Your task is to output the data exactly as it stands.

===== Supplied records =====

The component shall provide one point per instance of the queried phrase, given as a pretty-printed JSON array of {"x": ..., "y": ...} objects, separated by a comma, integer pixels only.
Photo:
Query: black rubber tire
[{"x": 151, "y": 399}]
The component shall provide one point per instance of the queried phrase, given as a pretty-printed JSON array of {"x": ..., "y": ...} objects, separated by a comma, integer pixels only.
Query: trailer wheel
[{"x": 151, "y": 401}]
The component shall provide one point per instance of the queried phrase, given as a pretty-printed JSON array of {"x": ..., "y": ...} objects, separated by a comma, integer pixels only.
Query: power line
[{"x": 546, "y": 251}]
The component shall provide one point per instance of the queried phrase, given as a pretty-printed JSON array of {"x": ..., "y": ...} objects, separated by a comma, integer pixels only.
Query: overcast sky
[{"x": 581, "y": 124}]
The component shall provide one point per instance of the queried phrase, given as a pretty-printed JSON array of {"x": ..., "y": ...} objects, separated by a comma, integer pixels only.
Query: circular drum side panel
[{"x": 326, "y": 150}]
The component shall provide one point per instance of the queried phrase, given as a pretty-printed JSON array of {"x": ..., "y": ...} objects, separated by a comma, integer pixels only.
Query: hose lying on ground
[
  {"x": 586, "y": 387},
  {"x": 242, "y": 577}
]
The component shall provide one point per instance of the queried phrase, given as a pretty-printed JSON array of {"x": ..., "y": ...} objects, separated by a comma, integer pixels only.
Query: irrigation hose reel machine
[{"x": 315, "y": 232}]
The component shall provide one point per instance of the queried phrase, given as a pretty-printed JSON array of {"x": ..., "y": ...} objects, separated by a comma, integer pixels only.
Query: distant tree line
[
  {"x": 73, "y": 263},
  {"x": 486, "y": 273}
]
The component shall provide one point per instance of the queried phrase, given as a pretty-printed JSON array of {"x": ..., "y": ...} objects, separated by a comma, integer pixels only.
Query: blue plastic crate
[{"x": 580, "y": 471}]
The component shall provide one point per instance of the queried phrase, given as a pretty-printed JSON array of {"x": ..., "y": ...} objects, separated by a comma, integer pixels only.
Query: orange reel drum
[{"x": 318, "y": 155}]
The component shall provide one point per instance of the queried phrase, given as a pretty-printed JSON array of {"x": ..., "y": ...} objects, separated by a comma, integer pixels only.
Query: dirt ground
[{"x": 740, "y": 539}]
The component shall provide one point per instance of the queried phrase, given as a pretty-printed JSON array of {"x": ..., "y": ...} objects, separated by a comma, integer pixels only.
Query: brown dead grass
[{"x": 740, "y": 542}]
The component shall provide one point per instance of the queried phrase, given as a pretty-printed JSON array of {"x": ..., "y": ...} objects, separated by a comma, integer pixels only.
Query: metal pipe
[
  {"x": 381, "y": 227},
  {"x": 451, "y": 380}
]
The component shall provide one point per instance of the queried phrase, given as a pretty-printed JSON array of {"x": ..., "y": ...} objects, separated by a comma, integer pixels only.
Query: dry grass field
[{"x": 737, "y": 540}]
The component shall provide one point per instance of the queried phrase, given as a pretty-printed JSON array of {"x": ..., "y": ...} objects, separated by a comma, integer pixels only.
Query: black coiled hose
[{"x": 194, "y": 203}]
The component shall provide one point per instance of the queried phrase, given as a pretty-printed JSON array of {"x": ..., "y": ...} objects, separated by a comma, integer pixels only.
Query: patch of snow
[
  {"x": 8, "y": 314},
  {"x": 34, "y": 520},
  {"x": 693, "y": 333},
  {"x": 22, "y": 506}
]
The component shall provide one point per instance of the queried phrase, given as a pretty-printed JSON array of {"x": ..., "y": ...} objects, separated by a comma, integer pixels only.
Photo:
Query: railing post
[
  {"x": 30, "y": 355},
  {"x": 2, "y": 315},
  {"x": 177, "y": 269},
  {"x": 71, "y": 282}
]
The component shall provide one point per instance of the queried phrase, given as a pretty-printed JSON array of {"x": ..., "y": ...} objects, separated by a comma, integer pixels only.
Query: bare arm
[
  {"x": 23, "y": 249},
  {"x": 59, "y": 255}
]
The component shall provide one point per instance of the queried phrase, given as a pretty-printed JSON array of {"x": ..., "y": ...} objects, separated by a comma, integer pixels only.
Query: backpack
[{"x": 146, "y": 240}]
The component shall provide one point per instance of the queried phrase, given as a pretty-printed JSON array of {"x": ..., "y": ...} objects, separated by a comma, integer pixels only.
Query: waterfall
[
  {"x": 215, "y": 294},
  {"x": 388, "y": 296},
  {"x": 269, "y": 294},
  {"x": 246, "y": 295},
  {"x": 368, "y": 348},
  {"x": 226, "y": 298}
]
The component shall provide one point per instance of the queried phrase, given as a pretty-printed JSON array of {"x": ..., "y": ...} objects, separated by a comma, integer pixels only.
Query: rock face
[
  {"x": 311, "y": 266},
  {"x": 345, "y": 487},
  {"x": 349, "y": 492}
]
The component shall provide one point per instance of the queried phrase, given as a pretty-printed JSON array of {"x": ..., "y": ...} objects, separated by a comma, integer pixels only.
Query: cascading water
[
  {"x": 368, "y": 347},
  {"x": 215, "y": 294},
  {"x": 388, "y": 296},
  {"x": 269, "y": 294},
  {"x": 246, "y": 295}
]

=====

> [Result of this exercise]
The component shall provide one point per instance of the queried phrase, given as a pretty-printed JSON array of {"x": ..., "y": ...} objects, separated by a comma, integer pixels only.
Photo:
Query: black rubber tire
[{"x": 151, "y": 399}]
The component shall provide one point per instance of the queried phrase, given as a pretty-printed JSON array of {"x": ..., "y": ...} objects, separated by a comma, integer pixels only.
Query: trailer wheel
[{"x": 151, "y": 401}]
The component shall provide one point per instance of the queried phrase, given as a pretty-printed JSON array of {"x": ..., "y": ...} objects, separated by a comma, integer pixels only.
Query: power line
[{"x": 546, "y": 251}]
The component shall provide one point per instance of the queried phrase, given as a pretty-printed JSON array of {"x": ..., "y": ...} objects, separated by a comma, integer pixels only.
Query: overcast sky
[{"x": 581, "y": 124}]
The component shall provide one point per instance of the queried phrase, given as a pretty-printed JSON array of {"x": ..., "y": ...} objects, separated by a comma, integer pixels only.
Query: circular drum side panel
[{"x": 326, "y": 150}]
The component shall provide one point per instance of the queried phrase, given as a pretty-printed JSON array of {"x": ..., "y": ...} objects, separated by a comma, integer pixels only.
Query: hose lying on ground
[
  {"x": 586, "y": 387},
  {"x": 242, "y": 577}
]
The component shall provide one point per instance of the queried phrase, given as a pretty-printed JSON array of {"x": ..., "y": ...} objects, separated by a comma, integer pixels only.
Query: irrigation hose reel machine
[{"x": 315, "y": 232}]
The component shall provide one point per instance of the queried phrase, given as a pretty-printed JSON array of {"x": ..., "y": ...} objects, separated by a comma, integer pixels only.
Query: distant tree line
[
  {"x": 73, "y": 263},
  {"x": 486, "y": 273}
]
The component shall provide one point per instance of the queried phrase, given as a pretty-printed JSON array of {"x": ..., "y": ...} objects, separated by a comma, integer pixels only.
Query: blue plastic crate
[{"x": 580, "y": 471}]
The component shall provide one point per instance of the queried phrase, given as a pretty-printed JSON array of {"x": ..., "y": ...} objects, separated by a comma, integer pixels only.
Query: orange reel drum
[{"x": 318, "y": 155}]
The component shall provide one point per instance of the queried phrase, given as a pretty-printed JSON array of {"x": ..., "y": ...} objects, separated by a comma, integer pixels only.
Query: dirt ground
[{"x": 740, "y": 539}]
The component shall provide one point per instance of the queried phrase, given as a pretty-printed JSON array of {"x": ..., "y": ...} objects, separated by a comma, integer pixels only.
Query: brown dead grass
[{"x": 740, "y": 542}]
The component shall provide one point per instance of the queried phrase, given as a pretty-printed JSON array of {"x": ..., "y": ...} objects, separated by a comma, integer pixels only.
Query: metal pipe
[
  {"x": 381, "y": 227},
  {"x": 451, "y": 380}
]
The component shall provide one point per instance of the queried phrase, given as a pretty-printed JSON array of {"x": ..., "y": ...} objects, separated by a comma, integer pixels only.
Query: dry grass field
[{"x": 737, "y": 540}]
The component shall provide one point per instance of the queried phrase, given as a pretty-printed JSON array of {"x": ..., "y": ...} objects, separated by a comma, integer pixels only.
Query: black coiled hose
[{"x": 194, "y": 203}]
The component shall provide one point per instance of the queried phrase, given as a pretty-printed JSON array of {"x": ..., "y": ...} objects, separated by a comma, integer pixels only.
Query: patch of snow
[
  {"x": 8, "y": 314},
  {"x": 34, "y": 520},
  {"x": 693, "y": 333},
  {"x": 22, "y": 506}
]
The component shall provide one point per instance of the queried phrase, given as a pretty-printed JSON array of {"x": ..., "y": ...} objects, separated by a comma, integer pixels only.
Photo:
Query: railing post
[
  {"x": 30, "y": 355},
  {"x": 2, "y": 315},
  {"x": 177, "y": 269},
  {"x": 71, "y": 282}
]
The component shall provide one point per instance of the queried phrase, given as a pretty-printed JSON array of {"x": ..., "y": ...} objects, separated by a comma, integer pixels only.
Query: bare arm
[
  {"x": 23, "y": 249},
  {"x": 59, "y": 255}
]
The component shall provide one point per instance of the queried phrase, given as a pretty-printed JSON array of {"x": ..., "y": ...} objects, separated by a comma, integer pixels only.
Query: backpack
[{"x": 146, "y": 240}]
The component shall provide one point per instance of the queried phrase, given as a pretty-printed JSON array of {"x": ..., "y": ...} objects, separated by a comma, integer pixels only.
Query: waterfall
[
  {"x": 215, "y": 294},
  {"x": 388, "y": 296},
  {"x": 269, "y": 294},
  {"x": 246, "y": 295},
  {"x": 368, "y": 348},
  {"x": 226, "y": 298}
]
The component shall provide one point per instance of the queried phrase, given as a pretty-printed JSON array of {"x": ..., "y": ...} objects, separated by a comma, integer pixels only.
Query: rock face
[
  {"x": 311, "y": 266},
  {"x": 345, "y": 487},
  {"x": 349, "y": 492}
]
The component shall provide one point per instance of the queried phrase, given as a pretty-printed JSON array of {"x": ..., "y": ...} objects, separated by a comma, integer pixels only.
Query: cascading water
[
  {"x": 368, "y": 347},
  {"x": 215, "y": 294},
  {"x": 388, "y": 296},
  {"x": 269, "y": 294},
  {"x": 246, "y": 295}
]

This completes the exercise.